** start of Record set **

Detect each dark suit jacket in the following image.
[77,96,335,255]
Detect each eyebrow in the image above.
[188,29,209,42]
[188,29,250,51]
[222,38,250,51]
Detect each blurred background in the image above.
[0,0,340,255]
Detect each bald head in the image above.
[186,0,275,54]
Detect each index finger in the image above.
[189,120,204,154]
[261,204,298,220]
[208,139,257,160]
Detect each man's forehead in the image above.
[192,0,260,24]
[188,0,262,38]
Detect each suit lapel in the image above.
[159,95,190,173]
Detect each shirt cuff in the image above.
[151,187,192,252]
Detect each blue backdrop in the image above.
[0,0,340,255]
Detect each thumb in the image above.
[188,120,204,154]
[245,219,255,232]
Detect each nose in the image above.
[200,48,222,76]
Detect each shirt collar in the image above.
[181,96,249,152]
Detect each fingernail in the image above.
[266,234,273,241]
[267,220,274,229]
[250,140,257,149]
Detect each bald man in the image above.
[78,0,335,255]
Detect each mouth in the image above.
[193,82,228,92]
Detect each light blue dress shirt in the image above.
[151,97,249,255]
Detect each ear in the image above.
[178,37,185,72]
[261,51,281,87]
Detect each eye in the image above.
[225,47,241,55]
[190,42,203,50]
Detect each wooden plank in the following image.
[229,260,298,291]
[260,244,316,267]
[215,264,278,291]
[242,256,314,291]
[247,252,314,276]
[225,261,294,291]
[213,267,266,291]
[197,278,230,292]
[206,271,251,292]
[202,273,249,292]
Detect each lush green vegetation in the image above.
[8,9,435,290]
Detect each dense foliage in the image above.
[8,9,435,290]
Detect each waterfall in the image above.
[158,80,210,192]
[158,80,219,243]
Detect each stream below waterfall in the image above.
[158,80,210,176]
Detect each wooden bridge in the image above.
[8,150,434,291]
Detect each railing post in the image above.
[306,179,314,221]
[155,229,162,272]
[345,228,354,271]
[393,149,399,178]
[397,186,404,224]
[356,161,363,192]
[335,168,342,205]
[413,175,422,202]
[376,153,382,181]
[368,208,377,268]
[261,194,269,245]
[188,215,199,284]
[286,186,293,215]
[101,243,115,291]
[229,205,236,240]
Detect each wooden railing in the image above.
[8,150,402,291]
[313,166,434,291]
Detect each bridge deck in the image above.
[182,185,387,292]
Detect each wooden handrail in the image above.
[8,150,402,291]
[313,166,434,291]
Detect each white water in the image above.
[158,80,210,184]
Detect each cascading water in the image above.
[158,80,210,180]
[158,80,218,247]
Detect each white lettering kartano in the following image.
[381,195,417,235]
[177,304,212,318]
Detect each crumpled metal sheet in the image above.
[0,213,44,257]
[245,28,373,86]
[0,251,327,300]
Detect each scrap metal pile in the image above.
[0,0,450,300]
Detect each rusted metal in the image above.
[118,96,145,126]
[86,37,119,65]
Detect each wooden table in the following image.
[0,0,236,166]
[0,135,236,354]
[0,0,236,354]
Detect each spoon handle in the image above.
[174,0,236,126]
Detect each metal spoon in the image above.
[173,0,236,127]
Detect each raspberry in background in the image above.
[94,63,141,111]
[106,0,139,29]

** end of Record set **

▶ **The exercise**
Render all of the items above as a JSON array of strings, with one string per line and any blank lines omitted.

▶ **Exercise result**
[
  "Detect each dark suit jacket in the following image.",
  "[77,96,335,255]",
  "Detect each eyebrow in the image above.",
  "[188,29,209,42]",
  "[188,29,250,51]",
  "[222,38,250,51]",
  "Detect each blurred background in the image above.",
  "[0,0,340,255]",
  "Detect each bald head in the image above.",
  "[186,0,275,54]",
  "Detect each index finger in the image above.",
  "[189,120,204,154]",
  "[261,204,298,220]",
  "[208,139,257,160]",
  "Detect each man's forehead in the image above.",
  "[192,0,260,24]",
  "[188,0,262,38]",
  "Detect each suit lapel in the image above.",
  "[159,95,190,173]",
  "Detect each shirt cuff in the image above.",
  "[151,187,192,252]",
  "Detect each blue backdrop in the image above.",
  "[0,0,340,255]",
  "Detect each thumb in the image above.",
  "[188,120,204,154]",
  "[245,219,255,232]",
  "Detect each nose in the image above.",
  "[200,48,222,76]",
  "Detect each shirt collar in the image above.",
  "[181,96,249,152]",
  "Detect each fingernail in the image above.",
  "[266,234,273,241]",
  "[267,220,274,229]",
  "[250,140,257,149]",
  "Detect each bald man in the image above.",
  "[78,0,335,255]",
  "Detect each mouth in the image above.",
  "[193,82,228,92]",
  "Detect each light blue dress shirt in the image above.",
  "[151,97,249,255]",
  "Detect each ear in the image above.",
  "[178,37,185,72]",
  "[261,51,281,87]",
  "Detect each eye in the image above.",
  "[225,47,241,55]",
  "[190,42,203,50]",
  "Detect each wooden plank in the following image.",
  "[229,260,298,291]",
  "[260,244,316,267]",
  "[215,264,278,291]",
  "[242,256,314,291]",
  "[247,252,314,276]",
  "[225,261,294,291]",
  "[213,267,266,291]",
  "[197,278,230,292]",
  "[206,271,251,292]",
  "[202,273,249,292]",
  "Detect each lush green vegetation in the image above.",
  "[8,9,435,290]",
  "Detect each dense foliage in the image above.",
  "[8,9,435,290]",
  "Detect each waterfall in the image above.",
  "[158,80,210,192]",
  "[158,80,219,243]",
  "Detect each stream below waterfall in the image above.",
  "[158,80,210,176]",
  "Detect each wooden bridge in the image above.",
  "[8,150,434,291]",
  "Detect each railing post in the image above.",
  "[306,179,314,221]",
  "[155,229,162,272]",
  "[345,228,354,271]",
  "[393,149,399,178]",
  "[397,186,404,224]",
  "[356,161,363,192]",
  "[335,168,342,205]",
  "[413,175,422,202]",
  "[376,153,382,181]",
  "[368,208,377,268]",
  "[261,194,269,245]",
  "[188,215,199,284]",
  "[286,186,293,215]",
  "[101,243,115,291]",
  "[229,205,236,240]",
  "Detect each wooden railing in the image above.",
  "[8,150,402,291]",
  "[313,166,434,291]",
  "Detect each bridge deck in the image above.",
  "[182,185,387,292]",
  "Detect each wooden handrail in the image above.",
  "[8,150,402,291]",
  "[313,166,434,291]",
  "Detect each white water in the image above.",
  "[158,80,210,184]",
  "Detect each cascading water in the image above.",
  "[158,80,210,180]",
  "[158,80,218,247]",
  "Detect each white lettering kartano in the following image.",
  "[381,195,417,235]",
  "[177,304,212,318]",
  "Detect each crumpled metal sheet in the image above.",
  "[0,213,44,257]",
  "[245,28,373,86]",
  "[0,251,327,300]",
  "Detect each scrap metal pile in the image above.",
  "[0,0,450,300]",
  "Detect each rusted metal in the image above.",
  "[118,96,145,126]",
  "[86,37,119,65]",
  "Detect each wooden table in the following image.",
  "[0,0,236,166]",
  "[0,135,236,354]",
  "[0,0,236,354]",
  "Detect each spoon handle in the image above.",
  "[174,0,236,126]",
  "Detect each metal spoon in the image above.",
  "[173,0,236,127]",
  "Detect each raspberry in background in the image above.",
  "[94,63,141,111]",
  "[106,0,139,29]"
]